Perhaps just to raise one specific experience that led me to publicly refuse to serve in the SADF. In September 1983, we had a situation where many women and children came down to join their husbands in Crossroads. It was not a political thing; it was about being part of a family. And they were making these little structures of branches that they cut from the forests with black plastic over them. As we all know, September is the Cape Town winter so it was raining a lot. And for three weeks, day in and day out, the security forces - the riot police - came in their Casspirs [armoured personnel carriers]. They’d bring camouflaged Casspirs and, in their dark green, light green camouflage uniforms, [would] rip down these structures, pull the plastics and branches to a spot and burn them in front of everybody...
Then one Friday, after three weeks of this, some of the women held on to the branches and to the riot police that constituted a riot. And they used teargas, rubber bullets (which, I don’t know if you know, are six inches long and about an inch and a half in diameter of solid rubber) and police dogs to quell the riot, and we were having to treat the results of that. So we had kids with severe respiratory distress from the teargas, people with dog bites. I remember one time having to go out and see a mother who had a twenty-four hour old baby that was left in the rain because her structure had been torn down.
And a reporter asked me, “Does this make any difference to you”? I said...in no ways could I from that point on ever put on that SADF uniform again. Because you see, to the kids and to the people in Crossroads, those riot police in camouflage uniforms were the Amajoni; they were the soldiers. And to put on that uniform would be to identify with those Amajoni who had actually been oppressing the very community that I served.

• **Exercise goal**
Copy out, word for word and in full, the testimony about refusing to serve in the SADF. The records that come next are separate material, unconnected to the testimony.

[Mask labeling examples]
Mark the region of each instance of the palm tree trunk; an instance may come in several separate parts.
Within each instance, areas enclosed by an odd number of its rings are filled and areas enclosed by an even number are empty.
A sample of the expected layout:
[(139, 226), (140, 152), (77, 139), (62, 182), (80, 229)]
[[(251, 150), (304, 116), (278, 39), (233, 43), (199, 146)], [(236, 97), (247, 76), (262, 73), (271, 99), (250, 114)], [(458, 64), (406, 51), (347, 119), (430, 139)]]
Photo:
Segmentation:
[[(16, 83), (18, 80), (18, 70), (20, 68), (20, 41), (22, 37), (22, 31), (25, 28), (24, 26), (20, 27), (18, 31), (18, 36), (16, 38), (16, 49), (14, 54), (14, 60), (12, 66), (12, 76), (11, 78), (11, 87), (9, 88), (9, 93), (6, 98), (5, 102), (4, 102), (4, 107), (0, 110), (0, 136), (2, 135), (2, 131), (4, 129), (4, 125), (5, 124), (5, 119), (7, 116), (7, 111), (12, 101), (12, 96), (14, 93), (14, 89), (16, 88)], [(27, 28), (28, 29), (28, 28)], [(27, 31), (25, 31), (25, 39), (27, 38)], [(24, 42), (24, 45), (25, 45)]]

• **Task result**
Perhaps just to raise one specific experience that led me to publicly refuse to serve in the SADF. In September 1983, we had a situation where many women and children came down to join their husbands in Crossroads. It was not a political thing; it was about being part of a family. And they were making these little structures of branches that they cut from the forests with black plastic over them. As we all know, September is the Cape Town winter so it was raining a lot. And for three weeks, day in and day out, the security forces - the riot police - came in their Casspirs [armoured personnel carriers]. They’d bring camouflaged Casspirs and, in their dark green, light green camouflage uniforms, [would] rip down these structures, pull the plastics and branches to a spot and burn them in front of everybody...
Then one Friday, after three weeks of this, some of the women held on to the branches and to the riot police that constituted a riot. And they used teargas, rubber bullets (which, I don’t know if you know, are six inches long and about an inch and a half in diameter of solid rubber) and police dogs to quell the riot, and we were having to treat the results of that. So we had kids with severe respiratory distress from the teargas, people with dog bites. I remember one time having to go out and see a mother who had a twenty-four hour old baby that was left in the rain because her structure had been torn down.
And a reporter asked me, “Does this make any difference to you”? I said...in no ways could I from that point on ever put on that SADF uniform again. Because you see, to the kids and to the people in Crossroads, those riot police in camouflage uniforms were the Amajoni; they were the soldiers. And to put on that uniform would be to identify with those Amajoni who had actually been oppressing the very community that I served.